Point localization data
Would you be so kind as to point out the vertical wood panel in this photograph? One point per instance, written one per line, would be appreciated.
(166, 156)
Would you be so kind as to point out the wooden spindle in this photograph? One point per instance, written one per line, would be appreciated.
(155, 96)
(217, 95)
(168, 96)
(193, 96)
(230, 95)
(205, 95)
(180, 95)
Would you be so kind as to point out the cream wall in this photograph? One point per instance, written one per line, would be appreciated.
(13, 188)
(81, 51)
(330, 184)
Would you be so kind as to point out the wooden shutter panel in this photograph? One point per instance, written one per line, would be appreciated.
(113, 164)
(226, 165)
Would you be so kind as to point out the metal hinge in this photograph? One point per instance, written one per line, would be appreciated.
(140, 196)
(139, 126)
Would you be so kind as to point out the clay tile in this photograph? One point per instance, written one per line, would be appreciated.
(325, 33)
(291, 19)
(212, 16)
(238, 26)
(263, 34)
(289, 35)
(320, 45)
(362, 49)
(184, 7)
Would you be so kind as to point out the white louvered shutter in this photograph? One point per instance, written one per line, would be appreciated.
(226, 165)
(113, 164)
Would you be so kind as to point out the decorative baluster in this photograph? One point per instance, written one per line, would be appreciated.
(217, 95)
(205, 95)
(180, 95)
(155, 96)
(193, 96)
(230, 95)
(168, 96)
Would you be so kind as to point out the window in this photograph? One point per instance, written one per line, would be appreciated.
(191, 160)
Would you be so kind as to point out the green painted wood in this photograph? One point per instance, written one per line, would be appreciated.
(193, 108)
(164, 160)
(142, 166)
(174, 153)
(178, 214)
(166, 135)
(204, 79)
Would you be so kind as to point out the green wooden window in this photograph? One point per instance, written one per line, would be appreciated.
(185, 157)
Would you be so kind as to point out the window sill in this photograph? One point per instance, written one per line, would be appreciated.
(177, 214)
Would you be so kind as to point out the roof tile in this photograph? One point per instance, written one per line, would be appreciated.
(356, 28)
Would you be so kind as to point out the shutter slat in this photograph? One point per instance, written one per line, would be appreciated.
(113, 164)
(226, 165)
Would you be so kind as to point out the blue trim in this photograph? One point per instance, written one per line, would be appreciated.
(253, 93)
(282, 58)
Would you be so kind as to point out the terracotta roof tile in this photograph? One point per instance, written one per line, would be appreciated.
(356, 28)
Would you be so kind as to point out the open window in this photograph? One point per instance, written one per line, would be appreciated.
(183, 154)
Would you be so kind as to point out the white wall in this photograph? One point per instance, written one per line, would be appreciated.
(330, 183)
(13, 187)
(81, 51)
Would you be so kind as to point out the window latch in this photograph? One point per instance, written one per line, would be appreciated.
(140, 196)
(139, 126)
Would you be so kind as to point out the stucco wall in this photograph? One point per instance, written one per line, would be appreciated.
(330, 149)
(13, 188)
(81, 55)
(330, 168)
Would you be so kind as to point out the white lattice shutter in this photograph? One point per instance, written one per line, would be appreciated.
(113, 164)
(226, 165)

__EXERCISE AIM__
Set every record down word for word, omitting none.

__TASK RESPONSE__
Would you be so kind as to point out the vertical wood panel in this photograph? One point per instance, written one per line, would be appreciated.
(166, 156)
Would you be so kind as to point out the wooden spindle in this photograph? One point per instance, written one per line, would be appreciated.
(155, 96)
(217, 95)
(168, 96)
(193, 96)
(230, 95)
(205, 95)
(180, 95)
Would you be so kind as to point out the cream wall in this photograph? One point per instance, written one per line, would be appreciated.
(13, 188)
(81, 51)
(330, 184)
Would you be so kind as to point out the wooden shutter panel in this photograph? One point per instance, written one per line, would be appreciated.
(113, 164)
(226, 165)
Would you be so kind as to point out the metal hinge in this photograph? One point per instance, written one per line, would be appreciated.
(140, 196)
(139, 126)
Would you be so kind as to point out the clay tile in this photograph? One point per instance, written one per line, would be appreciated.
(325, 33)
(291, 19)
(212, 16)
(238, 26)
(263, 34)
(289, 35)
(320, 45)
(362, 49)
(184, 7)
Would you be so kind as to point out the white louvered shutter in this photograph? One point per instance, written one per line, would be appreciated.
(226, 165)
(113, 164)
Would you be so kind as to point out the decorative baluster in this photograph? One point per instance, written one per line, would be appreciated.
(217, 95)
(205, 95)
(180, 95)
(155, 96)
(193, 96)
(230, 95)
(168, 96)
Would you be so kind as to point out the window in this photograph? One point per instance, written one per line, would be appreciated.
(191, 160)
Would you be so kind as to point out the green painted wood in this photograph? One point per instance, written one per line, would be appreciated.
(193, 108)
(164, 160)
(142, 166)
(174, 153)
(178, 214)
(166, 135)
(204, 79)
Would you be so kind as to point out the green wooden window in this photograph? One point per instance, written one per line, would be appreciated.
(185, 157)
Would you be so kind as to point out the window sill in this photograph? One point per instance, written one per line, would be appreciated.
(177, 214)
Would you be so kind as to point out the roof tile in this photograph? One point per instance, written one per line, would be appreciated.
(356, 28)
Would you be so kind as to point out the shutter slat in this photograph? One point per instance, written one per line, would be appreciated.
(113, 164)
(226, 165)
Would you be so kind as to point out the blue trim in this photograph? One point per instance, written one per line, would be appreciated.
(253, 93)
(282, 58)
Would you be so kind as to point out the terracotta roof tile in this photograph? One point per instance, written one per line, would be appreciated.
(356, 28)
Would you be so kind as to point out the open window in this photograph? One point per instance, written one per line, would be appreciated.
(183, 154)
Would you be so kind as to point out the white wall in this photograph? One point per instance, written one per line, would be appreciated.
(330, 183)
(13, 187)
(81, 51)
Would you be so kind as to point out the window latch in this photograph? One point per instance, written one per line, would be appreciated.
(140, 196)
(139, 126)
Would you be so kind as to point out the stucco wall in this photograph? One point per instance, written one per line, would be appreciated.
(330, 149)
(13, 188)
(81, 55)
(330, 168)
Would you be so kind as to point out the white lattice shutter in this photograph? One point per instance, written one per line, would be appreciated.
(113, 164)
(226, 165)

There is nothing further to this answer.